Exercise:
The records below need copying. Match each line exactly.

Data for processing:
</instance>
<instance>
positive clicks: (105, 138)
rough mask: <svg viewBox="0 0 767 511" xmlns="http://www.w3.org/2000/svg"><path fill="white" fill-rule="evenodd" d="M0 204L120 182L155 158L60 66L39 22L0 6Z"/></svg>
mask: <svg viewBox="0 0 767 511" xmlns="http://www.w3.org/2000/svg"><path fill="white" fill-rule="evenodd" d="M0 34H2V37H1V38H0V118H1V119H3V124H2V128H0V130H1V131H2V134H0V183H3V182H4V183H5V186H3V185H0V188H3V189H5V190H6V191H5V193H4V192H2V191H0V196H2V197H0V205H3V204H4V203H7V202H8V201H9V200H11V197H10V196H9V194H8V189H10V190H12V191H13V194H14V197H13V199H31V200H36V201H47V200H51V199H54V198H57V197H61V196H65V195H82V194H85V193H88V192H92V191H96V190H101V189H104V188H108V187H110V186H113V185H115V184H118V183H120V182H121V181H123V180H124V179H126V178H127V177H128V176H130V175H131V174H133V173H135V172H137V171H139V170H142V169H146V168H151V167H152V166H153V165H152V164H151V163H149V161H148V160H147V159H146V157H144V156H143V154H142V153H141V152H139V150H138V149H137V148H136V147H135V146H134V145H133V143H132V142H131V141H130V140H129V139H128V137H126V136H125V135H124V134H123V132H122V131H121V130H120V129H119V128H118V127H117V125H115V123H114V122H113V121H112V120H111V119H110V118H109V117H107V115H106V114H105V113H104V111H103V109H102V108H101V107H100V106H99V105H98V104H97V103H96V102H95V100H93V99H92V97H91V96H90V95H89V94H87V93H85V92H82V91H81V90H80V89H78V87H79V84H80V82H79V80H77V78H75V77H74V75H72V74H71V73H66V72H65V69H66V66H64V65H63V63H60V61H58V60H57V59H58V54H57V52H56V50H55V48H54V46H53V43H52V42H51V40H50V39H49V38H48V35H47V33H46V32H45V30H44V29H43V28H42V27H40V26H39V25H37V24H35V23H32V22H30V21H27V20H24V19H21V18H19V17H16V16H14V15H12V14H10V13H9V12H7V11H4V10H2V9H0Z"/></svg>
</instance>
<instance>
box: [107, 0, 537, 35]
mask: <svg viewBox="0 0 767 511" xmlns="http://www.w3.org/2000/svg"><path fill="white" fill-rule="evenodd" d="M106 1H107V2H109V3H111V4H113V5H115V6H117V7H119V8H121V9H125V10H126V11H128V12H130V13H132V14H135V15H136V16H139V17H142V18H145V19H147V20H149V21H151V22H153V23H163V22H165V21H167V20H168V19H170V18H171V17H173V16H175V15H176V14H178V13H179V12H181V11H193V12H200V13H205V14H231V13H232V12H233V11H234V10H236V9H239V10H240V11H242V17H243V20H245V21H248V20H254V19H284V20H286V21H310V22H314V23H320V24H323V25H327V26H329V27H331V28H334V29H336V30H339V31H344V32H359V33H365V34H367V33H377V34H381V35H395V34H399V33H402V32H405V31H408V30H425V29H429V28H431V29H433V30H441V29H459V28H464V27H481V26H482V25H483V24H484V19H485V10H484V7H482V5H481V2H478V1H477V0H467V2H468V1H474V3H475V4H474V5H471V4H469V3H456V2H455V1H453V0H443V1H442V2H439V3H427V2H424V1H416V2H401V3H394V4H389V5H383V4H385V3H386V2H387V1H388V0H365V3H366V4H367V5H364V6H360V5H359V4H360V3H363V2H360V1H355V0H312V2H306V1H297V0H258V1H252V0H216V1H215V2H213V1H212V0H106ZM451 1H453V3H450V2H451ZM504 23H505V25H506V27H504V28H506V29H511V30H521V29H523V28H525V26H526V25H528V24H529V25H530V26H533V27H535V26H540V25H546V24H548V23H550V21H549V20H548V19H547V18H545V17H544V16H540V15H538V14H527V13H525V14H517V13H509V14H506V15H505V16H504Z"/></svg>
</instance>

Answer box:
</instance>
<instance>
positive clicks: (105, 138)
rough mask: <svg viewBox="0 0 767 511" xmlns="http://www.w3.org/2000/svg"><path fill="white" fill-rule="evenodd" d="M0 204L120 182L155 158L60 66L39 22L0 6Z"/></svg>
mask: <svg viewBox="0 0 767 511" xmlns="http://www.w3.org/2000/svg"><path fill="white" fill-rule="evenodd" d="M0 34H2V37H1V38H0V118H1V119H3V124H2V128H0V130H1V131H2V134H0V183H3V182H4V183H5V186H3V185H0V188H3V189H5V190H6V191H5V193H4V192H2V191H0V196H2V197H0V205H3V204H4V203H7V202H8V201H9V200H11V197H10V196H9V194H8V189H10V190H12V191H13V194H14V197H13V199H31V200H36V201H47V200H51V199H54V198H57V197H61V196H65V195H82V194H85V193H88V192H92V191H96V190H101V189H104V188H108V187H110V186H113V185H115V184H118V183H120V182H121V181H123V180H124V179H126V178H127V177H128V176H130V175H131V174H133V173H135V172H137V171H139V170H142V169H146V168H151V167H152V166H153V165H152V164H151V163H149V161H148V160H147V159H146V157H144V156H143V154H142V153H141V152H139V150H138V149H137V148H136V147H135V146H134V145H133V143H132V142H131V141H130V140H129V139H128V137H126V136H125V135H124V134H123V132H122V131H121V130H120V129H119V128H118V127H117V125H115V123H114V122H113V121H112V120H111V119H110V118H109V117H107V115H106V114H105V113H104V111H103V109H102V108H101V107H100V106H99V105H98V104H97V103H96V102H95V100H93V99H92V97H91V96H90V95H89V94H87V93H85V92H82V91H81V90H80V89H78V87H79V84H80V82H79V80H77V78H75V77H74V75H72V74H71V73H66V72H65V69H66V66H64V65H63V63H60V61H58V60H57V59H58V54H57V52H56V50H55V48H54V46H53V43H52V42H51V40H50V39H49V38H48V35H47V33H46V32H45V30H44V29H43V28H42V27H40V26H39V25H37V24H35V23H32V22H30V21H27V20H24V19H21V18H19V17H16V16H14V15H12V14H10V13H9V12H7V11H4V10H2V9H0Z"/></svg>
</instance>
<instance>
box: [107, 0, 537, 35]
mask: <svg viewBox="0 0 767 511" xmlns="http://www.w3.org/2000/svg"><path fill="white" fill-rule="evenodd" d="M106 1H107V2H109V3H111V4H113V5H115V6H117V7H119V8H121V9H125V10H126V11H128V12H130V13H132V14H135V15H136V16H139V17H142V18H145V19H147V20H149V21H151V22H153V23H163V22H165V21H167V20H168V19H170V18H171V17H173V16H175V15H176V14H178V13H179V12H181V11H193V12H200V13H205V14H231V13H232V12H233V11H234V10H236V9H239V10H240V11H242V17H243V20H245V21H248V20H254V19H284V20H286V21H310V22H314V23H320V24H323V25H327V26H329V27H331V28H334V29H336V30H339V31H344V32H359V33H365V34H367V33H377V34H381V35H395V34H399V33H402V32H405V31H408V30H425V29H429V28H431V29H433V30H441V29H459V28H464V27H481V26H482V25H483V24H484V19H485V10H484V7H482V5H481V2H478V1H477V0H467V2H468V1H474V3H475V4H474V5H471V4H469V3H456V2H455V1H453V0H443V1H442V2H439V3H427V2H424V1H416V2H401V3H394V4H389V5H383V4H385V3H386V2H387V1H388V0H365V3H366V4H367V5H364V6H360V5H359V4H360V3H363V2H360V1H355V0H312V2H306V1H297V0H258V1H252V0H216V1H215V2H213V1H212V0H106ZM451 1H453V3H450V2H451ZM504 23H505V25H506V27H504V28H506V29H511V30H521V29H523V28H525V26H526V25H528V24H529V25H530V26H533V27H535V26H540V25H546V24H548V23H550V21H549V20H548V19H547V18H545V17H544V16H540V15H538V14H527V13H525V14H517V13H509V14H506V15H505V16H504Z"/></svg>
</instance>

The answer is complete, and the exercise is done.